■ **Set exercise**
Please identify each line in the entries below that contains the word "roof", and copy those lines. Matching is case-sensitive.

■ **Items in a dataset**

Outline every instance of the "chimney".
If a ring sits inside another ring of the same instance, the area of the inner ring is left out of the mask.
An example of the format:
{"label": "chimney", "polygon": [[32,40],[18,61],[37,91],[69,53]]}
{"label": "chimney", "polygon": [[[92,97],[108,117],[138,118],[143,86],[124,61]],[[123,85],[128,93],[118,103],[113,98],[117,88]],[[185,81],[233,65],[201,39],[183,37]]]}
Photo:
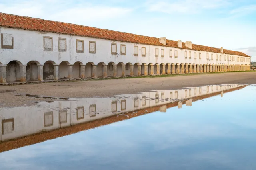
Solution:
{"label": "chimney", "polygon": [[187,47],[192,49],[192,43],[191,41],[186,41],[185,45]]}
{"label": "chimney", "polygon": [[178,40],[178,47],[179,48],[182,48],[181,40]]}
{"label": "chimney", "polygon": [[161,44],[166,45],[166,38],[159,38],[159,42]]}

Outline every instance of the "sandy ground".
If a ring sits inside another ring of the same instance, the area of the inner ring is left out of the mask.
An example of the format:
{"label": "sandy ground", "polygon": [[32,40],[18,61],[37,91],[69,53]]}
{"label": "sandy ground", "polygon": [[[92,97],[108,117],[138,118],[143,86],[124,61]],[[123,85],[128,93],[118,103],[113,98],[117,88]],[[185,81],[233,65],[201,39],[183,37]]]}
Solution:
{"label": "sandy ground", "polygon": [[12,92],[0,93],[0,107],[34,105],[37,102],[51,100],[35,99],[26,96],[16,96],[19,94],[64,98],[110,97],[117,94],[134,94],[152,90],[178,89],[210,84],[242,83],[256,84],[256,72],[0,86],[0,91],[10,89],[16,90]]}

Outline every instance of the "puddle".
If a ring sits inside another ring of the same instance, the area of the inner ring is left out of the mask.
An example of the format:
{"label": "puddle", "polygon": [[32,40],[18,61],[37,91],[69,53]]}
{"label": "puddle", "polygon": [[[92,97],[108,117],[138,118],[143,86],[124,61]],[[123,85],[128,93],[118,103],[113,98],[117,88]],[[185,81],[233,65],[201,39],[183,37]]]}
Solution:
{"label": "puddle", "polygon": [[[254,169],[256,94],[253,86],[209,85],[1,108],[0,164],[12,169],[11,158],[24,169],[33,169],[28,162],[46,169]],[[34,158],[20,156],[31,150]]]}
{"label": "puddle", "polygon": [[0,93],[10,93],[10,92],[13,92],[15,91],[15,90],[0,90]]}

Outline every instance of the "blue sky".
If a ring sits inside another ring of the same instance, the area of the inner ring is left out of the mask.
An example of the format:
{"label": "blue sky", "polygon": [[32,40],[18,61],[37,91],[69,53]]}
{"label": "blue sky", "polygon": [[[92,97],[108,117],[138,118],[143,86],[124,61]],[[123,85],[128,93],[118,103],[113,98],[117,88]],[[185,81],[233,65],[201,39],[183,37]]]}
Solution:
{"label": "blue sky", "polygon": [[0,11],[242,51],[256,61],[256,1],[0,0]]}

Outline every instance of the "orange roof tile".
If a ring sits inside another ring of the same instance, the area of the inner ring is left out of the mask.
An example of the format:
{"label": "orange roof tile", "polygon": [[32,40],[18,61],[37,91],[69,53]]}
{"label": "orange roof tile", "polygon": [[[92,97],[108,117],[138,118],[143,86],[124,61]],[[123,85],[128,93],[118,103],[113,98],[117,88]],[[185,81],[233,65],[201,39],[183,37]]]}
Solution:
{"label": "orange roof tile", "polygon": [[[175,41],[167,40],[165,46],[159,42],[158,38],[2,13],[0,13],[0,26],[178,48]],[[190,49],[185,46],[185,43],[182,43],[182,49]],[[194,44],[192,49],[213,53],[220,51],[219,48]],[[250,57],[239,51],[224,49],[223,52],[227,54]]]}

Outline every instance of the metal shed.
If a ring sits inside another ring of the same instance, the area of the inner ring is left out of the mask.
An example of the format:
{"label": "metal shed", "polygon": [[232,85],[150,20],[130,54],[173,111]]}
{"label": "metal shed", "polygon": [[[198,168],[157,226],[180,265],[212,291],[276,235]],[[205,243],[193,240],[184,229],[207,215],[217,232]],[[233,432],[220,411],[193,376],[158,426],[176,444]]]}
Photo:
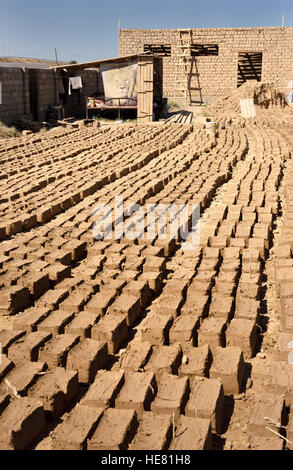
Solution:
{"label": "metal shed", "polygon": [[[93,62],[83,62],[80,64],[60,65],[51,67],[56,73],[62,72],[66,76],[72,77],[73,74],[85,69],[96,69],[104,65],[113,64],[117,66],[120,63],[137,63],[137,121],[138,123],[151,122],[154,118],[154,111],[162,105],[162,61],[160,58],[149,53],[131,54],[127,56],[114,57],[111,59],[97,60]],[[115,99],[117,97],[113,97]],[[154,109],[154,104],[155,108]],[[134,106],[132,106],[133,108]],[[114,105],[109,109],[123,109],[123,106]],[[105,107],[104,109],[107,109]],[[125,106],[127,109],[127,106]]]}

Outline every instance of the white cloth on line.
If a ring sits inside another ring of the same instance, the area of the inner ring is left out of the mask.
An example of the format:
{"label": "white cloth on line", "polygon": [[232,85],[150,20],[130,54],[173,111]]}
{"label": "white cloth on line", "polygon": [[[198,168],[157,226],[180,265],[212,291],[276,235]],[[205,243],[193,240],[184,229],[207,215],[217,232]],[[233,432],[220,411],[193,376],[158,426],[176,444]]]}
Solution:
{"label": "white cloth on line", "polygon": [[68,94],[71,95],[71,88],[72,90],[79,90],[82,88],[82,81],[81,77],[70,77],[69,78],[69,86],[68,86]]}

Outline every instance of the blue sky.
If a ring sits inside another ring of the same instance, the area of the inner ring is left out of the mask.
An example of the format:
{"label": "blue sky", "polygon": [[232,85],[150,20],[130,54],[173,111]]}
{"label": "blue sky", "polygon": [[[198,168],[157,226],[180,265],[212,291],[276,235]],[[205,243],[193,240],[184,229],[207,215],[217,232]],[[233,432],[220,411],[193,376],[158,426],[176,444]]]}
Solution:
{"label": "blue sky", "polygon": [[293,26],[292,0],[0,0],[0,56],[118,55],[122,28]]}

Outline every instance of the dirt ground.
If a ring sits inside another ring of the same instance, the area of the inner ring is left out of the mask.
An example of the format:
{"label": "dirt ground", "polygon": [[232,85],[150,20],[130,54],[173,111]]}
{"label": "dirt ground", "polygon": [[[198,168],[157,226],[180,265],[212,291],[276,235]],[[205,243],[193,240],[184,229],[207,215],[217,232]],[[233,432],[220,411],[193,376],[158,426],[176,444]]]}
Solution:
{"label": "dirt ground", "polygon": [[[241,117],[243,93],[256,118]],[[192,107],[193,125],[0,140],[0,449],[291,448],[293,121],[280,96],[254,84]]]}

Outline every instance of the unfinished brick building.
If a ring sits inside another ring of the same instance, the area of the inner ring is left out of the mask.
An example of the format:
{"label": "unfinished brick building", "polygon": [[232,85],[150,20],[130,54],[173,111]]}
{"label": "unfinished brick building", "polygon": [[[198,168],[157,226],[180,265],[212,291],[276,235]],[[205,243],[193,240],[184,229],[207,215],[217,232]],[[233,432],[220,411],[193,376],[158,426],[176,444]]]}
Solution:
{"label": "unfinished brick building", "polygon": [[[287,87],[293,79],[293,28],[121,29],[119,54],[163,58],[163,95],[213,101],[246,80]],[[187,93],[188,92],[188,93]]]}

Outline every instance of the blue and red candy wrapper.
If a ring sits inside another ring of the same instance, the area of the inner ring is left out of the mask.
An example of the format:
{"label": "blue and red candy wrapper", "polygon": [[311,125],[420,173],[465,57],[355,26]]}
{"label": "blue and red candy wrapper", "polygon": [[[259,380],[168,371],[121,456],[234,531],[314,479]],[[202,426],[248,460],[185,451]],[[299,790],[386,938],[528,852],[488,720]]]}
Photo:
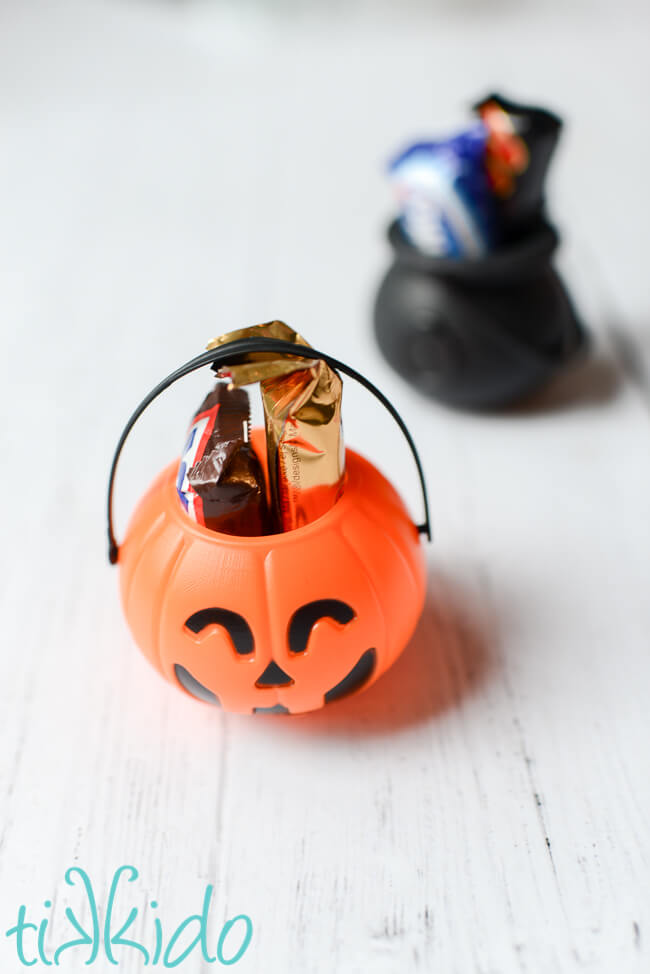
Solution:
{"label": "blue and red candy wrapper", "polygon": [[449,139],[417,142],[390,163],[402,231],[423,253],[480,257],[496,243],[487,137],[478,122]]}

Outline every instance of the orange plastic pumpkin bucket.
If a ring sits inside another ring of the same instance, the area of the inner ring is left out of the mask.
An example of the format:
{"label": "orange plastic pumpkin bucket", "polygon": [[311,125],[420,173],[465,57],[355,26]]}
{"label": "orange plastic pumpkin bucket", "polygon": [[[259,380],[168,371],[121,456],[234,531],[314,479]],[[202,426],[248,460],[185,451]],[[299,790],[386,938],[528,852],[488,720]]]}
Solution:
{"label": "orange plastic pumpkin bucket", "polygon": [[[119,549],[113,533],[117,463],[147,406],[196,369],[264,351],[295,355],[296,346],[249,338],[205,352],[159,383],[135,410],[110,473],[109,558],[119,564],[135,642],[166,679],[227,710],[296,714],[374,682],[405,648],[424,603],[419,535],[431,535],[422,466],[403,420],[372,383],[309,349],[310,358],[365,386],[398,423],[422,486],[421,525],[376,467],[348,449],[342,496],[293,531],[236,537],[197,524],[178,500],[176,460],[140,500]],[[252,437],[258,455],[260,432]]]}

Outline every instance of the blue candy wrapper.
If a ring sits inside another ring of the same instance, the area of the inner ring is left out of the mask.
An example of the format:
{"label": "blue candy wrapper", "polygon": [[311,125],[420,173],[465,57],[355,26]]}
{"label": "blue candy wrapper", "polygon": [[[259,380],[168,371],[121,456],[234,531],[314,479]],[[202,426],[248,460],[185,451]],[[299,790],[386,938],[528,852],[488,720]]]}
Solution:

■ **Worked solution**
Outline every instance of the "orange roof tile".
{"label": "orange roof tile", "polygon": [[32,40],[18,61],[37,91],[69,53]]}
{"label": "orange roof tile", "polygon": [[[92,97],[108,117],[138,118],[143,86],[124,61]],[[123,85],[128,93],[118,103],[113,98],[117,88]],[[185,81],[233,65],[201,39],[183,37]]]}
{"label": "orange roof tile", "polygon": [[[175,41],[167,40],[165,46],[159,42],[158,38],[2,13],[0,13],[0,26],[178,48]],[[190,49],[185,46],[185,43],[182,43],[182,49]],[[194,44],[192,49],[213,53],[220,51],[219,48]],[[250,57],[239,51],[224,49],[223,52],[227,54]]]}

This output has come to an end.